## Task requirements
Print every one of the lines below verbatim, changing nothing.

## Records supplied
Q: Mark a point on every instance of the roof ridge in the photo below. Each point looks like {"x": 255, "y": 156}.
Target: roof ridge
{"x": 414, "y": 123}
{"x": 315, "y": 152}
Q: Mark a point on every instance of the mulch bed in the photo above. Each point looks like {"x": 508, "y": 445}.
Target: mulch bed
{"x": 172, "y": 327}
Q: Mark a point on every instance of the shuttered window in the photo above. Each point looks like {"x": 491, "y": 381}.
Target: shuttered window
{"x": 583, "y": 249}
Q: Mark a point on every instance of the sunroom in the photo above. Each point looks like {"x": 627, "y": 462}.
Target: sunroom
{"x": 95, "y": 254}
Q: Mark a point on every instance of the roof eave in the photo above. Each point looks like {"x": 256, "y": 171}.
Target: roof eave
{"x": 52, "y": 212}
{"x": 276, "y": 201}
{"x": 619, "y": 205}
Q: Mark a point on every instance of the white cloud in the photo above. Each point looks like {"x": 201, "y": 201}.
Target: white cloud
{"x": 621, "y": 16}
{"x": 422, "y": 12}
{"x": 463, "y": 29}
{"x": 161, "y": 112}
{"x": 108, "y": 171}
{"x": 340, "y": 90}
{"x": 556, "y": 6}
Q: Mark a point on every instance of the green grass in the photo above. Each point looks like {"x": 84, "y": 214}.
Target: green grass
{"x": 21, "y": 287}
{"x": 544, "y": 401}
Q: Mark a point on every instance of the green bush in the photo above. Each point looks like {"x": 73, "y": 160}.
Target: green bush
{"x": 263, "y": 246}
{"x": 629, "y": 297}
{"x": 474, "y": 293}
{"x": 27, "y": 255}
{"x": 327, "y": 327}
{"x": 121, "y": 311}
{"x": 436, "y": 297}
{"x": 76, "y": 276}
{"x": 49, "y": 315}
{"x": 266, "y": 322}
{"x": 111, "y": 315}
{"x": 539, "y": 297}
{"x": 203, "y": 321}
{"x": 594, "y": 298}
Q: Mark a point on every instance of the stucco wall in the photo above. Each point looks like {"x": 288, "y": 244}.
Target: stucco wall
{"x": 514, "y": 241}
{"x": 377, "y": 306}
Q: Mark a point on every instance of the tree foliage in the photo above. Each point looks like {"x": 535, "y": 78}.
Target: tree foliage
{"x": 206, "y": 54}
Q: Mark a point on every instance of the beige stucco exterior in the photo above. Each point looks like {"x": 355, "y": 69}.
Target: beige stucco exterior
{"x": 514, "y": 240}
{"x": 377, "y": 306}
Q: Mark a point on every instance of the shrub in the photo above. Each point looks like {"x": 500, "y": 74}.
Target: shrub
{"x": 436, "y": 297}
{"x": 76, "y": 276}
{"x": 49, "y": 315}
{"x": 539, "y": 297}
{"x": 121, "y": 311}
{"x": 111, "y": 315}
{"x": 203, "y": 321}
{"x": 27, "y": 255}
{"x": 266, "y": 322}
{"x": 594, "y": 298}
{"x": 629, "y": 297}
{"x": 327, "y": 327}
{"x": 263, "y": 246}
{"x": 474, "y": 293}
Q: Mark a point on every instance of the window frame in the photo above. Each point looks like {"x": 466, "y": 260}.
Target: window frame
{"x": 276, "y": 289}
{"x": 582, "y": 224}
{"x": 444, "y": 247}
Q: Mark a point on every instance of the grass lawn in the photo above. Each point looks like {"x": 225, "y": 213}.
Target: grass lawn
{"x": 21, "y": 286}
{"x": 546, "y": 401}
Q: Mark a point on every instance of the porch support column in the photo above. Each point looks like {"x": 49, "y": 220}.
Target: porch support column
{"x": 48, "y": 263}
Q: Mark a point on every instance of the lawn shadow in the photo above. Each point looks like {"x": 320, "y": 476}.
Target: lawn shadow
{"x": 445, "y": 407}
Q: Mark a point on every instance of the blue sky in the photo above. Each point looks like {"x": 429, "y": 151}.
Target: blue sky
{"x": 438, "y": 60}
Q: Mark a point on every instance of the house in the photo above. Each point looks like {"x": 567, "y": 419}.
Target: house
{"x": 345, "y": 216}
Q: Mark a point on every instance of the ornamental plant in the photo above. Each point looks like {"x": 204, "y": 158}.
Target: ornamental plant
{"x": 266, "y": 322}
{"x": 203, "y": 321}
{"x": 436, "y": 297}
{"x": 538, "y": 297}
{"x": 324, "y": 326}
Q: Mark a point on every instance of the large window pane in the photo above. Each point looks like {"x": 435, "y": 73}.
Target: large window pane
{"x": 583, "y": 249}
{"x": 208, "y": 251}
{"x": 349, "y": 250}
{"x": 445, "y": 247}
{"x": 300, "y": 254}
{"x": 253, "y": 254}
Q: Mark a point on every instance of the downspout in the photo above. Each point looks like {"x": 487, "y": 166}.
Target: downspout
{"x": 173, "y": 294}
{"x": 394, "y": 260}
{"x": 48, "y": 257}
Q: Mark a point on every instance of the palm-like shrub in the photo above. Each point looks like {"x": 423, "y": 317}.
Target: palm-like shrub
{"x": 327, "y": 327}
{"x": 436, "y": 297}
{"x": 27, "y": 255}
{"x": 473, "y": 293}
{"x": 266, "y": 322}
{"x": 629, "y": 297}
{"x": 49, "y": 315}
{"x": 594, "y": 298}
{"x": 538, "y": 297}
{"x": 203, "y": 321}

## Answer for this exercise
Q: Mark a point on every instance of the roof ridge in the photo below. Each point looks like {"x": 255, "y": 156}.
Target: roof ridge
{"x": 414, "y": 123}
{"x": 315, "y": 152}
Q: Mark a point on every instance of the mulch bed in the photo above. Each point looks like {"x": 508, "y": 445}.
Target: mulch bed
{"x": 172, "y": 327}
Q: Mark a point on every instance of the shuttered window in the photo above. Each point looks like {"x": 491, "y": 381}.
Target: shuttered window
{"x": 583, "y": 249}
Q: Mark a point on every instance of the sunroom in the photo above. Each point looks like {"x": 627, "y": 462}.
Target: sunroom
{"x": 95, "y": 254}
Q: Mark a point on every instance of the roof eave in the photo above. Each point looks like {"x": 256, "y": 171}.
Target: roof eave
{"x": 52, "y": 212}
{"x": 276, "y": 201}
{"x": 619, "y": 205}
Q: Mark a point on every instance of the white cloud in the photo above. Each point looks like {"x": 201, "y": 201}.
Target: white cloud
{"x": 621, "y": 16}
{"x": 422, "y": 12}
{"x": 463, "y": 29}
{"x": 161, "y": 112}
{"x": 108, "y": 171}
{"x": 340, "y": 90}
{"x": 556, "y": 6}
Q: Mark a point on every instance of the green grass in the photo above. Each point looks like {"x": 84, "y": 214}.
Target: green grass
{"x": 21, "y": 287}
{"x": 544, "y": 401}
Q: Mark a point on every instance of the green bush in the photo above. Each point looks like {"x": 73, "y": 160}.
Target: green bush
{"x": 263, "y": 246}
{"x": 629, "y": 297}
{"x": 474, "y": 293}
{"x": 27, "y": 255}
{"x": 327, "y": 327}
{"x": 121, "y": 311}
{"x": 436, "y": 297}
{"x": 76, "y": 276}
{"x": 49, "y": 315}
{"x": 266, "y": 322}
{"x": 111, "y": 315}
{"x": 539, "y": 297}
{"x": 203, "y": 321}
{"x": 594, "y": 298}
Q: Mark a point on every instance of the stucco wall in the photo above. Each point looks like {"x": 288, "y": 244}.
Target: stucco wall
{"x": 514, "y": 241}
{"x": 377, "y": 306}
Q: Mark a point on every instance of the tree foliage in the photo above. Each point looks like {"x": 535, "y": 78}.
Target: tree foliage
{"x": 206, "y": 54}
Q: Mark a point on every instance of the beige stucco exterior in the photo above. Each point looks like {"x": 355, "y": 69}.
Target: beige stucco exterior
{"x": 514, "y": 240}
{"x": 377, "y": 306}
Q: Mark a point on every instance of the shrub in the photo above. Each point looks like {"x": 500, "y": 74}.
Target: shrub
{"x": 436, "y": 297}
{"x": 76, "y": 276}
{"x": 49, "y": 315}
{"x": 539, "y": 297}
{"x": 121, "y": 311}
{"x": 111, "y": 315}
{"x": 203, "y": 321}
{"x": 27, "y": 255}
{"x": 266, "y": 322}
{"x": 594, "y": 298}
{"x": 629, "y": 297}
{"x": 327, "y": 327}
{"x": 263, "y": 246}
{"x": 474, "y": 293}
Q: Mark a point on every instance of the window frame in the photo above. Each point looks like {"x": 466, "y": 260}.
Target: window frame
{"x": 276, "y": 289}
{"x": 582, "y": 224}
{"x": 444, "y": 247}
Q: Mark a point on every instance of the grass lawn in the photo above. Each point looks like {"x": 225, "y": 213}.
Target: grass lawn
{"x": 21, "y": 286}
{"x": 546, "y": 401}
Q: Mark a point on every instance of the porch support column in the photo above. Each point looks like {"x": 49, "y": 220}.
Target: porch support column
{"x": 48, "y": 263}
Q: Mark a point on every instance of the lawn shadow in the photo above. Each point looks like {"x": 320, "y": 476}.
Target: lawn shadow
{"x": 445, "y": 407}
Q: Mark a point on every instance of the blue sky in the photo above. Each point looks like {"x": 429, "y": 151}.
Target: blue sky
{"x": 438, "y": 60}
Q: Mark a point on every instance of the house in the photo above. Each point looks like {"x": 567, "y": 419}.
Target: house
{"x": 345, "y": 216}
Q: Mark a point on every instance of the ornamental plant in the photo above. Each point looks like {"x": 204, "y": 158}.
Target: ornamental plant
{"x": 266, "y": 322}
{"x": 203, "y": 321}
{"x": 436, "y": 297}
{"x": 538, "y": 297}
{"x": 324, "y": 326}
Q: Mark a point on every instance of the large window pane in the photo above. Each point looks like {"x": 435, "y": 73}.
Target: large window pane
{"x": 583, "y": 249}
{"x": 208, "y": 251}
{"x": 349, "y": 250}
{"x": 445, "y": 247}
{"x": 300, "y": 254}
{"x": 253, "y": 254}
Q: Mark a point on every instance of the downspout in the photo above. Each point looks like {"x": 487, "y": 166}.
Target: downspout
{"x": 173, "y": 294}
{"x": 394, "y": 260}
{"x": 48, "y": 257}
Q: Mark a point on every instance of the palm-like shrub in the photo above. Each point looks like {"x": 423, "y": 317}.
Target: palm-like shrub
{"x": 327, "y": 327}
{"x": 436, "y": 297}
{"x": 27, "y": 255}
{"x": 473, "y": 293}
{"x": 266, "y": 322}
{"x": 629, "y": 297}
{"x": 49, "y": 315}
{"x": 594, "y": 298}
{"x": 538, "y": 297}
{"x": 203, "y": 321}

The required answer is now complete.